### Exercise instructions
Render the rows below as a two-column CSV with the headers "query" and "response": one line per row, holding its text and its answer. Put each field in double quotes and turn line breaks into spaces.

***** Exercise inputs

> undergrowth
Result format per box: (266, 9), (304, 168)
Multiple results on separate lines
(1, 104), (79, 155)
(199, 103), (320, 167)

**********

### Exercise solution
query,response
"> undergrowth Result format per box: (266, 9), (304, 168) Multiple results on separate lines","(1, 104), (79, 155) (199, 103), (320, 167)"